DATA UNDER STUDY Start Marker

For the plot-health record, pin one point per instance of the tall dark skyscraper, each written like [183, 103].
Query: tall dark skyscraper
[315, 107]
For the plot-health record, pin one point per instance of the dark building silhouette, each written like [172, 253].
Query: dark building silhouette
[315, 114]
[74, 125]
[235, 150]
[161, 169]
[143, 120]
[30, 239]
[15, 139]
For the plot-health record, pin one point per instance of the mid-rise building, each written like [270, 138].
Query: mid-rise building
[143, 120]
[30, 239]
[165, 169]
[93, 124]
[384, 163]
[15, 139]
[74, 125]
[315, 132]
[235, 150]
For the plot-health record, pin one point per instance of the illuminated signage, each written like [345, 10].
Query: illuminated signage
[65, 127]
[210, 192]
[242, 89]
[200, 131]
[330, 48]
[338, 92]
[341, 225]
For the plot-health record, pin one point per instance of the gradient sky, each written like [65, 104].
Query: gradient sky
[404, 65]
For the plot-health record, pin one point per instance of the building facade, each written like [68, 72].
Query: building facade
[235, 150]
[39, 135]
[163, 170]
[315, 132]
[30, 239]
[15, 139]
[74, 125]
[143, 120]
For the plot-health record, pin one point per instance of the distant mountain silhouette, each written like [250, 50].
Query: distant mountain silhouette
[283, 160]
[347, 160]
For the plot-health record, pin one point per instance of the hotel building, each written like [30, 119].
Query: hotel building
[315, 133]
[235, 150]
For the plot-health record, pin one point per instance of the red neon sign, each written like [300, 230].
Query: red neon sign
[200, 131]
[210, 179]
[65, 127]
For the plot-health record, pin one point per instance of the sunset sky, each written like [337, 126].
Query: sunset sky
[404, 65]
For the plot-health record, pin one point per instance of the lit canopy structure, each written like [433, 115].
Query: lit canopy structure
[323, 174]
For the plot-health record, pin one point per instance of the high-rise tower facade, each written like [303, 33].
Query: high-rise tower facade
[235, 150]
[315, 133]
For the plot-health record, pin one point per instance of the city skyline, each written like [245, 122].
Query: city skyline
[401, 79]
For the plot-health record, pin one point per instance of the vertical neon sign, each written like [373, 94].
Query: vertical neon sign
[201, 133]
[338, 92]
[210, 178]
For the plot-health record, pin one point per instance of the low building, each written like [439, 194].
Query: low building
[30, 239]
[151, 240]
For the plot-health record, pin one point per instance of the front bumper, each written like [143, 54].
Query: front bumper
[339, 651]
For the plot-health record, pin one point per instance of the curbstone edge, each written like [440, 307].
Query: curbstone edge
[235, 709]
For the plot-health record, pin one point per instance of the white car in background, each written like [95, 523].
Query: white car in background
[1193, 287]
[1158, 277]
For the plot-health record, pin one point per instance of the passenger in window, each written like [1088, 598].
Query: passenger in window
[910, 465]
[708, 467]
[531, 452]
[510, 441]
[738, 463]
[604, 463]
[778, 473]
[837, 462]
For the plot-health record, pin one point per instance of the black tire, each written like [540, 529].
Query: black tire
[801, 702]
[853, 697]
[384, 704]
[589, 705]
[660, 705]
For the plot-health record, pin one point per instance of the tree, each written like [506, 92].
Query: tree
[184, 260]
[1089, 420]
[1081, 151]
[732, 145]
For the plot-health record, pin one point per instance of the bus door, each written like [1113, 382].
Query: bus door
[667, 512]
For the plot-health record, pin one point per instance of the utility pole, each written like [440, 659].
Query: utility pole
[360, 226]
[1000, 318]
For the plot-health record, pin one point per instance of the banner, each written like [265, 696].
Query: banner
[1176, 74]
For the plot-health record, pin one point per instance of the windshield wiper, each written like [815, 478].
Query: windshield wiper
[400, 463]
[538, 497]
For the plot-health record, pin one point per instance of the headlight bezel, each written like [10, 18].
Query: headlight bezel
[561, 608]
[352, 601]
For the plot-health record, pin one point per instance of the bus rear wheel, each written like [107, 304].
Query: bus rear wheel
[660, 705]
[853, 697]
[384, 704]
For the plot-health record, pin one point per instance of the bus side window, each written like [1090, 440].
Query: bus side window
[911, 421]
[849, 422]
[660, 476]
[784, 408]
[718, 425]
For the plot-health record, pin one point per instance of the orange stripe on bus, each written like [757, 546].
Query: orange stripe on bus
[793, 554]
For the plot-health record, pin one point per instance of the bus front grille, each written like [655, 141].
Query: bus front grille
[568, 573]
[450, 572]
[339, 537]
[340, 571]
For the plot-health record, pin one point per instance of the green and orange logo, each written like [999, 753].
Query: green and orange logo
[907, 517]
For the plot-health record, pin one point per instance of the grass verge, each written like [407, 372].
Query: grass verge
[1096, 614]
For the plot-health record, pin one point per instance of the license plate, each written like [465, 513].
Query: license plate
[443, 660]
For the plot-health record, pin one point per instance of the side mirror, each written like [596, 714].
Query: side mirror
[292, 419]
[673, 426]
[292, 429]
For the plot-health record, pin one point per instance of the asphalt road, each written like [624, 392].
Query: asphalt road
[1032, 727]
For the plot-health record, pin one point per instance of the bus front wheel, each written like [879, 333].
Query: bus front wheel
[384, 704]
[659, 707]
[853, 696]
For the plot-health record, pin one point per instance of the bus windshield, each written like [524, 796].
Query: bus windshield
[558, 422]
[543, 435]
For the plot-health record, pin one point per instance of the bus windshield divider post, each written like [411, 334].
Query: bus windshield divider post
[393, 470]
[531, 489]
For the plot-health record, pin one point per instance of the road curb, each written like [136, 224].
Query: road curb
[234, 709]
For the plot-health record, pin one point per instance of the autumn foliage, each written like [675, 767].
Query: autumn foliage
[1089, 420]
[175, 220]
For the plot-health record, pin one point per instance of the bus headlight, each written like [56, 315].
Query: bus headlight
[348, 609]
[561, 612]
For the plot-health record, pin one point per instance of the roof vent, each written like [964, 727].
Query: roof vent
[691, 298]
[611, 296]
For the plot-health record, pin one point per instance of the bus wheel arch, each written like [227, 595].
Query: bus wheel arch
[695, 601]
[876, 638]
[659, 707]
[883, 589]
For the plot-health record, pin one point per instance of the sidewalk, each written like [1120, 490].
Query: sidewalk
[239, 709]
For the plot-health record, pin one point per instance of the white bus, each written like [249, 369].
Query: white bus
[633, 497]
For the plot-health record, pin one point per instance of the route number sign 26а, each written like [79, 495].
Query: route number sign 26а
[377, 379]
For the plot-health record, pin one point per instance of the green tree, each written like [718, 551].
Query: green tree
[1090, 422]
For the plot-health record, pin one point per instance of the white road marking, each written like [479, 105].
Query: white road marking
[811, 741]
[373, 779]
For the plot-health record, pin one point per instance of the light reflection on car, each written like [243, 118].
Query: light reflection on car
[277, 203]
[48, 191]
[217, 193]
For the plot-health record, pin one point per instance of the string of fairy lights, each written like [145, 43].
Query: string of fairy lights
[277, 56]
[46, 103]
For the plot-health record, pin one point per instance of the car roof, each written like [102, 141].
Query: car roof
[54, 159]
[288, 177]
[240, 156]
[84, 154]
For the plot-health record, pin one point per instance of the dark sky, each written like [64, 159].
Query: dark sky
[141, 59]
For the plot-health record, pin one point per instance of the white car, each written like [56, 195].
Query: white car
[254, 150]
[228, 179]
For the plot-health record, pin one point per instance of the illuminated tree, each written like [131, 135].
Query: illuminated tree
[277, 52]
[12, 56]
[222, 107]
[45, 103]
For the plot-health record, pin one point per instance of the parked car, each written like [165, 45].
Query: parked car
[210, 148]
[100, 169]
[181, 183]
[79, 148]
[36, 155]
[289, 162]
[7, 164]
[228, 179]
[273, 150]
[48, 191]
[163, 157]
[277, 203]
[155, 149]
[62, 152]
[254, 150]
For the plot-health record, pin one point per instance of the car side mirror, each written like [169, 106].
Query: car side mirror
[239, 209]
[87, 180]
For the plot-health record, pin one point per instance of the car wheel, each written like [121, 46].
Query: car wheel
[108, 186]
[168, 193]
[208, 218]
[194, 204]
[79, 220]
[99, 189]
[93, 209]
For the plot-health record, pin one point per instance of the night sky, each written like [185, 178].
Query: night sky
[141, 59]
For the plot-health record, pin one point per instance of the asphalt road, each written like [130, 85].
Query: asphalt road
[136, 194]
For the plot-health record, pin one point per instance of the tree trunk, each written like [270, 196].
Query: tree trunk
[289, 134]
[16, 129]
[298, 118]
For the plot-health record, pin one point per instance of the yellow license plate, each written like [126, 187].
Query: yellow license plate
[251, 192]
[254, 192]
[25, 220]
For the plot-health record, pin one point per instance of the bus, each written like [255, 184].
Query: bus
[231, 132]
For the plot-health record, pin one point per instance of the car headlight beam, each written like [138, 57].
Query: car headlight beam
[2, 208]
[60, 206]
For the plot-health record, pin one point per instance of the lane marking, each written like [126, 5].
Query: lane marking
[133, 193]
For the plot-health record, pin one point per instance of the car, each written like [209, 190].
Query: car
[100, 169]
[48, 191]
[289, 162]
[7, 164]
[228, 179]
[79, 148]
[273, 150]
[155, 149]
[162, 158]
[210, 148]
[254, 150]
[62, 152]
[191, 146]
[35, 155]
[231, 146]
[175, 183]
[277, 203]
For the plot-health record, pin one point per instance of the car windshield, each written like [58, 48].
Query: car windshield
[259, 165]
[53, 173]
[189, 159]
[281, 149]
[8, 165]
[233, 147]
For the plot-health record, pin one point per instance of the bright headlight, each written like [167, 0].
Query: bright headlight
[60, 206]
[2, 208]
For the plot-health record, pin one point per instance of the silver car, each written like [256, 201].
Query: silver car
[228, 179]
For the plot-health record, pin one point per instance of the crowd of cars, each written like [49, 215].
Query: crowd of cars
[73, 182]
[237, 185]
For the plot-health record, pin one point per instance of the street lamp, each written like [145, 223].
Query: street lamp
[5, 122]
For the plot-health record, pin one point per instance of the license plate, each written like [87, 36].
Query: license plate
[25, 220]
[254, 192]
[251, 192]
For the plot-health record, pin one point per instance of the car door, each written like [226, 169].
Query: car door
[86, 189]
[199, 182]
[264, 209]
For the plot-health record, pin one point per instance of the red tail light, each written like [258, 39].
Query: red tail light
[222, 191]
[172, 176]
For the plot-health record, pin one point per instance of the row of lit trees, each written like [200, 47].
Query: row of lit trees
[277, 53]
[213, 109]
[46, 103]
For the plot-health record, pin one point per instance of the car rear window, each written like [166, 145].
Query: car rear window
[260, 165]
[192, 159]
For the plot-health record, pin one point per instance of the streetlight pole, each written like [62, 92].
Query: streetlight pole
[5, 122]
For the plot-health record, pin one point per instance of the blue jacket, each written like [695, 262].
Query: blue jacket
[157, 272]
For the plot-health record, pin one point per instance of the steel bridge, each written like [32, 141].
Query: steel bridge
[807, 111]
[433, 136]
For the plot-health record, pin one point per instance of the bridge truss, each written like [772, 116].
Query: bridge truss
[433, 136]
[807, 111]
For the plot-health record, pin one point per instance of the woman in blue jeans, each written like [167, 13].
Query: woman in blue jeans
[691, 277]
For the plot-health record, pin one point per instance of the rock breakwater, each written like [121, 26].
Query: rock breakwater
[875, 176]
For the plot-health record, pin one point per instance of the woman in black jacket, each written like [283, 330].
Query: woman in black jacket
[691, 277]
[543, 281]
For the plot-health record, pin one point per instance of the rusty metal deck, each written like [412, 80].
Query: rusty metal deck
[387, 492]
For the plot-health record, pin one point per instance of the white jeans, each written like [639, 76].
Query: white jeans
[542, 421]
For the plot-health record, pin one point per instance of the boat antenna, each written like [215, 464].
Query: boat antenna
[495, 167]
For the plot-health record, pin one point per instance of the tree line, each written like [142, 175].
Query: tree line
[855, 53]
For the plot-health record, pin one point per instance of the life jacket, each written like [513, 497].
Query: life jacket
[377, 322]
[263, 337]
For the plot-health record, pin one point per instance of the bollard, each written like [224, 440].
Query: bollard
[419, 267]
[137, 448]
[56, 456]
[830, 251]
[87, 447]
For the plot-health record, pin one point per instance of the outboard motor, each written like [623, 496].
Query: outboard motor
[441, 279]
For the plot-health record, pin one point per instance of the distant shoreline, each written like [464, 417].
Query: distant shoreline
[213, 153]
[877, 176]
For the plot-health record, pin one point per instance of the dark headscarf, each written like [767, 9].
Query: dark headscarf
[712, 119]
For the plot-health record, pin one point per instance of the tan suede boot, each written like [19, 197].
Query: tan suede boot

DATA UNDER STUDY End Marker

# WORK ORDER
Copy out only the lines above from the one with "like [596, 714]." to the one with "like [136, 224].", inclusive, exactly as they stand.

# RESULT OF THE EXERCISE
For the plot-health record, pin one point per instance of the side mirror, each written like [596, 714].
Query: side mirror
[292, 419]
[673, 426]
[292, 429]
For the plot-health record, pin one point per instance of the asphalt road, each written like [624, 392].
Query: asphalt road
[1032, 727]
For the plot-health record, pin one point per instance of the bus front wheel, each written like [879, 333].
Query: bus front wheel
[384, 704]
[659, 707]
[853, 696]
For the plot-health record, pin one point per instance of the bus windshield, each written like [524, 796].
Query: bus windshield
[558, 422]
[543, 435]
For the plot-health record, pin one point per instance of the bus windshield divider post, each written like [411, 334].
Query: bus windshield divider post
[393, 470]
[531, 489]
For the plot-health record, pin one point per instance of the road curb, each written like [136, 224].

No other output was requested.